--- PAGE ---
= = =

After fouling the main halyard while attempting to raise the sail, our rusty crew got away from the anchorage at Malolo Lailai without further drama. Four hours of motor-sailing into a northeast breeze brought us to our target destination - the twin uninhabited islands of Vanua Levu (a smaller Vanua Levu, and not the second-largest island of Fiji that goes by the same name) and Navadra.

The anchorage formed by these two islands - little more than islets, really - was everything we could want. White beaches, lava cliffs and forbidding headlands, coconut palms down low and thick forest up high, an expanse of coral reef to be explored, and, according to the book, a clean sand bottom, good holding, in 20 meters.

Alas, though, the anchorage is open to the north, and with the northeasterly that had been blowing all day the swell inside the anchorage looked too much for comfort. So after feeling our way in through reefs that we could barely see in the poor mid-afternoon light of a drizzly day, we turned around and felt our way right back out, towards our backup plan of Yalobi Bay on Waya Island, at the southern end of the Yasawa Group.

We made it just at the end of usable light, and dropped the pick a few hundred meters off the village of Namara.

= = =

--- GOALS ---
1 - Set down the part of the sailing account that opens with the words containing "Alas, though, the" and closes with "village of Namara.", word for word.
2 - Extract, word for word, the part of the listing that opens with its first line and closes with the line containing "Target: dog's fur".
The listing that comes next has no connection to the sailing account above.

--- Data entries ---
= = =

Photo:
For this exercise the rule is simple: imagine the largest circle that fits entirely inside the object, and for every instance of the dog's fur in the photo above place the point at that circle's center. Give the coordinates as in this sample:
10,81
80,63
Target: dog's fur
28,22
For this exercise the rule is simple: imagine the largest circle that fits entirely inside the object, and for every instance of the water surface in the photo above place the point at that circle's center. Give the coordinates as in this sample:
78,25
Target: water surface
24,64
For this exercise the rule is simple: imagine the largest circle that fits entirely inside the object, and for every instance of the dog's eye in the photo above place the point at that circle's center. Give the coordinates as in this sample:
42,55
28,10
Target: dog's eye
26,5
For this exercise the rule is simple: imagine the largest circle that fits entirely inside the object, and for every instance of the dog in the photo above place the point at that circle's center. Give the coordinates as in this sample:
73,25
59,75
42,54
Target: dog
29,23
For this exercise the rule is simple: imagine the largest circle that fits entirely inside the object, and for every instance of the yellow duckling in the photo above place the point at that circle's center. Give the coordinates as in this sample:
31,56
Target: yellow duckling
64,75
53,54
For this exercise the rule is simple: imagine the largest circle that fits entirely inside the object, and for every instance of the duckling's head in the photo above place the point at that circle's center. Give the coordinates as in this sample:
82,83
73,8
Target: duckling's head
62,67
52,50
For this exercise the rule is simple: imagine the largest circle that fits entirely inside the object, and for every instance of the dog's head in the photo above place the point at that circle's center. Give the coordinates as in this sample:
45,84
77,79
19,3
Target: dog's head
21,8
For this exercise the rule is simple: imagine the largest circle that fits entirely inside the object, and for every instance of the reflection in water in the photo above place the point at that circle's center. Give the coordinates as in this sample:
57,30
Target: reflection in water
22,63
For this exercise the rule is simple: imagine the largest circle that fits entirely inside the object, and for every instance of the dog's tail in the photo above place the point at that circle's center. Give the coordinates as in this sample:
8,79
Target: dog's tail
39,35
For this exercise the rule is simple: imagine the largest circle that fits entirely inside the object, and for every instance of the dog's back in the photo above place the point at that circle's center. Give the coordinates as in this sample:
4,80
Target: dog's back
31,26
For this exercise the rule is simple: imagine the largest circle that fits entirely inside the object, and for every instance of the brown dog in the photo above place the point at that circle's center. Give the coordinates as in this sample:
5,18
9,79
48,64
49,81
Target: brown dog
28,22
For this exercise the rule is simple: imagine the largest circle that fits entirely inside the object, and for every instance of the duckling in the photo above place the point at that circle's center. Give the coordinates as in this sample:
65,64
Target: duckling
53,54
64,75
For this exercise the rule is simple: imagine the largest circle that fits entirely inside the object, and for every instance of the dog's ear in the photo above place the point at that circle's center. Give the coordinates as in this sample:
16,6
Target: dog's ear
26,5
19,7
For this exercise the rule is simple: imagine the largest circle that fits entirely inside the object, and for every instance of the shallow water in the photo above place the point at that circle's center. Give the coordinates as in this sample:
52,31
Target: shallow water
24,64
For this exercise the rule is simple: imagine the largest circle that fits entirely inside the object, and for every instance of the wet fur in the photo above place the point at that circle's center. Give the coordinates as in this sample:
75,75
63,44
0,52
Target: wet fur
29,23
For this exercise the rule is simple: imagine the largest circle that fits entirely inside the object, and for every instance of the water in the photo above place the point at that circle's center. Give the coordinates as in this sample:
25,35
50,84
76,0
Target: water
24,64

= = =

--- ANSWERS BY TASK ---
1 -
Alas, though, the anchorage is open to the north, and with the northeasterly that had been blowing all day the swell inside the anchorage looked too much for comfort. So after feeling our way in through reefs that we could barely see in the poor mid-afternoon light of a drizzly day, we turned around and felt our way right back out, towards our backup plan of Yalobi Bay on Waya Island, at the southern end of the Yasawa Group.

We made it just at the end of usable light, and dropped the pick a few hundred meters off the village of Namara.

2 -
Photo:
For this exercise the rule is simple: imagine the largest circle that fits entirely inside the object, and for every instance of the dog's fur in the photo above place the point at that circle's center. Give the coordinates as in this sample:
10,81
80,63
Target: dog's fur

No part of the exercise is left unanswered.